Data to use
################
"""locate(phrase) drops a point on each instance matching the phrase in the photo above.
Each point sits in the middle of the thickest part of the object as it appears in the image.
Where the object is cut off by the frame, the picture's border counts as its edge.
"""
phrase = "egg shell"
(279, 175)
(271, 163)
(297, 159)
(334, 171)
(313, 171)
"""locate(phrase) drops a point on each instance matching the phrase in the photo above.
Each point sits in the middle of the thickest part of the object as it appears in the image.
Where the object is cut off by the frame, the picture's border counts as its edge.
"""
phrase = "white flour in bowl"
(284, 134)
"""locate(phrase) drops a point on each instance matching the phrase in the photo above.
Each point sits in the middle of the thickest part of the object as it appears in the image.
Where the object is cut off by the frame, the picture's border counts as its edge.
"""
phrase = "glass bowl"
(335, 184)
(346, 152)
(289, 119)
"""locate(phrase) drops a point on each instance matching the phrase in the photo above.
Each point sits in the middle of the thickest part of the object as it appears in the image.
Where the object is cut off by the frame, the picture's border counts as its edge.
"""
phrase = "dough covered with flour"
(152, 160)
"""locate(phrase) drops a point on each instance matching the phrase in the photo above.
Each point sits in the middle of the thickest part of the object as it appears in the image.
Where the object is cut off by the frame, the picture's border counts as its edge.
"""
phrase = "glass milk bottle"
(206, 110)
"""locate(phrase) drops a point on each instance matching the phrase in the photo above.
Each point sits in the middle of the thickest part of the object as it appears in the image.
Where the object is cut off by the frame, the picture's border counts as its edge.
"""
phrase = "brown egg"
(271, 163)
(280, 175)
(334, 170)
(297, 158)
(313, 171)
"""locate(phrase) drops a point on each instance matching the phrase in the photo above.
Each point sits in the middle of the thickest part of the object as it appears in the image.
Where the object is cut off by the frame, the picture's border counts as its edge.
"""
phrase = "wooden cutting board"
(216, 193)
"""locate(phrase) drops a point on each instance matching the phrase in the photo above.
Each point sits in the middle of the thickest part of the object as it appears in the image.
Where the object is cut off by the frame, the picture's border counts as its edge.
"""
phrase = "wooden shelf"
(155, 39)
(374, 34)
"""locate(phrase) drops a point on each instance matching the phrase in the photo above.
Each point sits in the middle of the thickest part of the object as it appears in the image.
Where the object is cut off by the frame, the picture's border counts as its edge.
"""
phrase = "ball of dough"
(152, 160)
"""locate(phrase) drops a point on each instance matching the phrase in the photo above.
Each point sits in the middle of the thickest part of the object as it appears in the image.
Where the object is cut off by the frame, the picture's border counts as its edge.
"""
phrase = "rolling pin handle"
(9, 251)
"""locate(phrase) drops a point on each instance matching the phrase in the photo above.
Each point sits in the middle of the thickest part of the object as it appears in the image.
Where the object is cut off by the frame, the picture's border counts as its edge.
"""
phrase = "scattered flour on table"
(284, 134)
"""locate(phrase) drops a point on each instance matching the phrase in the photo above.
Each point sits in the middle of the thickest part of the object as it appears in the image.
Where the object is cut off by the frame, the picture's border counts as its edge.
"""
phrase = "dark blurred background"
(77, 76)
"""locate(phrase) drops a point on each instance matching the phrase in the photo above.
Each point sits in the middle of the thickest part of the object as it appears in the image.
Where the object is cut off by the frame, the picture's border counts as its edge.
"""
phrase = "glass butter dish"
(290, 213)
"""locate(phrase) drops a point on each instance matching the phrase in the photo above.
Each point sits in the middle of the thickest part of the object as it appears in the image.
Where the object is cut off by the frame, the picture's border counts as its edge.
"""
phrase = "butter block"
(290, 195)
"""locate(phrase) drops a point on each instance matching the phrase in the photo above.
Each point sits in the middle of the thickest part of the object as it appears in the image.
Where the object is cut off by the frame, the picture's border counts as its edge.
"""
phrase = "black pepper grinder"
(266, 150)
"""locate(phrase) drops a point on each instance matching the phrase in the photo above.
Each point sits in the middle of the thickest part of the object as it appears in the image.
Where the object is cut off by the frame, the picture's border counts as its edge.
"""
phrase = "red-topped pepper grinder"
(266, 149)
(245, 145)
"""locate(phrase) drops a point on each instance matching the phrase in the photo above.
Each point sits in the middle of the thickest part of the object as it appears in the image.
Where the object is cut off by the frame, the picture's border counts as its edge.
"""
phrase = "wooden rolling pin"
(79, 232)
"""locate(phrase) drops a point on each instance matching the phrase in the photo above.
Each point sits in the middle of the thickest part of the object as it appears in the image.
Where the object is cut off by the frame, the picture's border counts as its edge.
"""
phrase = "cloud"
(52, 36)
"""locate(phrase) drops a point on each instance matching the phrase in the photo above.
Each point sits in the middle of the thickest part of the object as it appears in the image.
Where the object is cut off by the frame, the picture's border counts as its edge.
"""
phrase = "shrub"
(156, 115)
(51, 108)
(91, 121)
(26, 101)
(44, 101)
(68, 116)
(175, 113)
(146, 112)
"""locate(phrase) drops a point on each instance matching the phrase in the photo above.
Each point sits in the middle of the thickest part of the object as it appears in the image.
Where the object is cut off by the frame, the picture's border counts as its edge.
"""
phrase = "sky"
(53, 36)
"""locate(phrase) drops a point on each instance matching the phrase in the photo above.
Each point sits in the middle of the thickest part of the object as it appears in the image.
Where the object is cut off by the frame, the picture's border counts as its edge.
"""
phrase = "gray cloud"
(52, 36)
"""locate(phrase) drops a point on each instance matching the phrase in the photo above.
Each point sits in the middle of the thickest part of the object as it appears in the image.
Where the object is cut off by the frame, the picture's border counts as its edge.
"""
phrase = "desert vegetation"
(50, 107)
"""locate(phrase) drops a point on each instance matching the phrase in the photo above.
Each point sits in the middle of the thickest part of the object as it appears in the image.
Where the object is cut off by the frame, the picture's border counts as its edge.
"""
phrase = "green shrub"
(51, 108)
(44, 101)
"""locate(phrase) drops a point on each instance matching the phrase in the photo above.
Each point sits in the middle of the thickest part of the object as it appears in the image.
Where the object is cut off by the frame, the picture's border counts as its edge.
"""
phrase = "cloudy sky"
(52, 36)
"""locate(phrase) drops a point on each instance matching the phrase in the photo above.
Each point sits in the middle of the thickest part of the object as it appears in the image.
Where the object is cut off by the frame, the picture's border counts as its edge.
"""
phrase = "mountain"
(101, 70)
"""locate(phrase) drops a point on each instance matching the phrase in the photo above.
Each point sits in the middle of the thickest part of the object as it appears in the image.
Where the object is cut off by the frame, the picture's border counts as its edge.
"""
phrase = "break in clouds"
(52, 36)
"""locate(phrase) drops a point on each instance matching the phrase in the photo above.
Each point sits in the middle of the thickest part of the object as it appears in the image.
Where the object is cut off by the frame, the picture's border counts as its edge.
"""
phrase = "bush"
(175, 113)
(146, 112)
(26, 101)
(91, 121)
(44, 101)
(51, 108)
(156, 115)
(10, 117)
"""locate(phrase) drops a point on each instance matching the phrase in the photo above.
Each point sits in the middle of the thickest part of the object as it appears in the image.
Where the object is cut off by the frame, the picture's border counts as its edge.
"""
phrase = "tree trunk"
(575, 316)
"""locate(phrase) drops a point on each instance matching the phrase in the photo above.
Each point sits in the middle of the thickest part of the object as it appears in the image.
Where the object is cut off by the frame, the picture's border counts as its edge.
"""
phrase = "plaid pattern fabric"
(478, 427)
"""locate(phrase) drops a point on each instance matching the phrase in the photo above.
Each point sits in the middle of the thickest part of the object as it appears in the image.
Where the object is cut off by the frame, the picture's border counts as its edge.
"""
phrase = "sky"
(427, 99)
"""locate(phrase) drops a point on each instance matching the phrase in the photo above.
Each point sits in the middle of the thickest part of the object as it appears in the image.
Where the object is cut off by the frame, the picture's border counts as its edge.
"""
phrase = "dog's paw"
################
Given task
Reproduce every entry shown above, precisely as it stands.

Expected answer
"""locate(phrase) drops a point on each instance matching the phrase in the photo above.
Each point sits in the middle of the thickest part of the object as it appears in the image.
Where the object is cut off by the frame, the picture's border counts as its edge.
"""
phrase = "egg shell"
(279, 175)
(271, 163)
(297, 159)
(334, 171)
(313, 171)
"""locate(phrase) drops a point on each instance matching the phrase in the photo above.
Each point sits in the middle of the thickest part of the object as it appears in the image.
Where the object is cut off by the frame, the picture's border counts as its edge.
"""
phrase = "white flour in bowl"
(284, 134)
"""locate(phrase) drops a point on each instance matching the phrase in the photo above.
Each point sits in the middle of the thickest part of the object as it appears in the image.
Where the object is cut off by the frame, the picture's border counts as its edge.
"""
phrase = "glass bowl"
(335, 184)
(346, 152)
(289, 119)
"""locate(phrase) drops a point on each instance matching the phrase in the photo above.
Each point sits in the middle of the thickest part of the object as it appears in the image.
Where the object is cut off by the frame, the picture's border counts as its edge.
"""
phrase = "dough covered with flour"
(152, 160)
"""locate(phrase) drops a point on each instance matching the phrase in the photo above.
Each point sits in the middle of the thickest part of the object as it appears in the image.
Where the object is cut off by the frame, the picture's border counts as its edge.
"""
phrase = "glass milk bottle"
(206, 110)
"""locate(phrase) drops a point on each instance matching the phrase in the photo above.
Each point sits in the middle of the thickest part of the object as it appears in the image.
Where the object is cut off by the frame, the picture's border counts as its edge.
"""
phrase = "brown egg"
(271, 163)
(280, 175)
(334, 170)
(297, 158)
(313, 171)
"""locate(phrase) drops a point on each instance matching the phrase in the photo above.
Each point sits in the middle of the thickest part of the object as it appears in the image.
Where the object is cut off by the frame, the picture's border counts as its edge.
"""
phrase = "wooden cutting board"
(216, 193)
"""locate(phrase) drops a point on each instance matching the phrase in the photo above.
Each point sits in the middle of the thickest part of the object as it appears in the image.
Where the object is cut off by the frame, the picture's border counts as its edge.
"""
phrase = "wooden shelf"
(155, 39)
(374, 34)
"""locate(phrase) drops a point on each instance matching the phrase in the photo above.
Each point sits in the middle of the thickest part of the object as it appears in the image.
Where the object is cut off by the frame, the picture's border counts as its edge.
"""
phrase = "ball of dough"
(152, 160)
"""locate(phrase) drops a point on each instance matching the phrase in the photo above.
Each point sits in the middle of the thickest part of the object as it appears in the image.
Where the object is cut off by the frame, the picture's border counts as its edge.
"""
phrase = "rolling pin handle"
(9, 251)
"""locate(phrase) drops a point on each instance matching the phrase in the photo above.
Each point sits in the middle of the thickest part of the object as it appears in the image.
Where the object is cut off by the frame, the picture's border counts as its edge.
"""
phrase = "scattered flour on table"
(284, 134)
"""locate(phrase) drops a point on each instance matching the phrase in the photo above.
Each point sits in the middle of the thickest part of the object as it appears in the image.
Where the object is cut off by the frame, the picture's border counts as its edge.
"""
phrase = "dark blurred background"
(77, 76)
"""locate(phrase) drops a point on each instance matching the phrase in the photo above.
Each point sits in the middle of the thickest part of the object as it appears in the image.
Where the object is cut off by the frame, the picture's border counts as its edge.
"""
phrase = "glass butter dish"
(290, 213)
"""locate(phrase) drops a point on each instance matching the phrase in the photo above.
Each point sits in the middle of the thickest part of the object as it appears in the image.
Where the object is cut off by the frame, the picture's border counts as its edge.
"""
phrase = "butter block"
(290, 195)
"""locate(phrase) drops a point on each instance matching the phrase in the photo above.
Each point sits in the middle of the thickest part of the object as it appears in the image.
Where the object is cut off by the frame, the picture's border counts as its edge.
"""
phrase = "black pepper grinder"
(266, 150)
"""locate(phrase) drops a point on each instance matching the phrase in the photo above.
Each point sits in the middle of the thickest part of the object as it appears in the image.
Where the object is cut off by the frame, the picture's border counts as its edge.
"""
phrase = "red-topped pepper grinder"
(266, 149)
(245, 145)
"""locate(phrase) drops a point on each instance matching the phrase in the photo above.
Each point sits in the middle of the thickest part of the object as it appears in the image.
Where the object is cut off by the frame, the picture's border counts as its edge.
"""
phrase = "wooden rolling pin"
(79, 232)
"""locate(phrase) drops a point on each instance matching the phrase in the photo above.
Each point sits in the middle of the thickest part of the object as it appears in the image.
Where the object is cut off by the frame, the picture's border counts as its edge.
"""
phrase = "cloud"
(52, 36)
"""locate(phrase) drops a point on each instance matching the phrase in the photo above.
Each point sits in the middle of the thickest part of the object as it appears in the image.
Where the object is cut off by the frame, the picture's border counts as its edge.
"""
phrase = "shrub"
(156, 115)
(51, 108)
(91, 121)
(26, 101)
(44, 101)
(68, 116)
(175, 113)
(146, 112)
"""locate(phrase) drops a point on each instance matching the phrase in the photo above.
Each point sits in the middle of the thickest part of the object as it appears in the image.
Where the object is cut off by the frame, the picture's border counts as its edge.
"""
phrase = "sky"
(53, 36)
"""locate(phrase) drops a point on each instance matching the phrase in the photo above.
Each point sits in the middle of the thickest part of the object as it appears in the image.
Where the object is cut off by the frame, the picture's border counts as its edge.
"""
phrase = "gray cloud"
(52, 36)
"""locate(phrase) drops a point on each instance matching the phrase in the photo above.
Each point sits in the middle of the thickest part of the object as it appears in the image.
Where the object is cut off by the frame, the picture's border counts as its edge.
"""
phrase = "desert vegetation"
(50, 107)
"""locate(phrase) drops a point on each instance matching the phrase in the photo above.
Each point sits in the middle of the thickest part of the object as it appears in the image.
Where the object is cut off by the frame, the picture's border counts as its edge.
"""
phrase = "green shrub"
(51, 108)
(44, 101)
"""locate(phrase) drops a point on each instance matching the phrase in the photo above.
Each point sits in the middle of the thickest part of the object as it appears in the image.
Where the object is cut off by the frame, the picture's border counts as its edge.
"""
phrase = "cloudy sky"
(52, 36)
"""locate(phrase) drops a point on each instance matching the phrase in the photo above.
Each point sits in the middle of the thickest part of the object as it appears in the image.
Where the object is cut off by the frame, the picture's border counts as its edge.
"""
phrase = "mountain"
(101, 70)
"""locate(phrase) drops a point on each instance matching the phrase in the photo above.
Each point sits in the middle of the thickest part of the object as it appears in the image.
Where the object is cut off by the frame, the picture's border counts as its edge.
"""
phrase = "break in clouds"
(52, 36)
"""locate(phrase) drops a point on each instance matching the phrase in the photo above.
Each point sits in the middle of the thickest part of the object as it appears in the image.
Where the object is cut off by the frame, the picture's border counts as its edge.
"""
phrase = "bush"
(175, 113)
(146, 112)
(26, 101)
(91, 121)
(44, 101)
(51, 108)
(156, 115)
(10, 117)
"""locate(phrase) drops a point on each instance matching the phrase in the photo above.
Each point sits in the middle of the thickest part of the object as it appears in the image.
Where the object is cut off by the frame, the picture's border counts as its edge.
"""
phrase = "tree trunk"
(575, 316)
"""locate(phrase) drops a point on each instance matching the phrase in the photo above.
Each point sits in the middle of the thickest part of the object as it appears in the image.
Where the object is cut off by the frame, the picture's border counts as its edge.
"""
phrase = "plaid pattern fabric"
(478, 427)
"""locate(phrase) drops a point on each instance matching the phrase in the photo above.
Each point sits in the middle of the thickest part of the object as it appears in the image.
Where the object is cut off by the frame, the picture's border counts as its edge.
"""
phrase = "sky"
(427, 99)
"""locate(phrase) drops a point on each instance matching the phrase in the photo above.
Each point sits in the middle of the thickest part of the object as it appears in the image.
Where the object is cut off by the frame, the picture's border counts as its edge.
"""
phrase = "dog's paw"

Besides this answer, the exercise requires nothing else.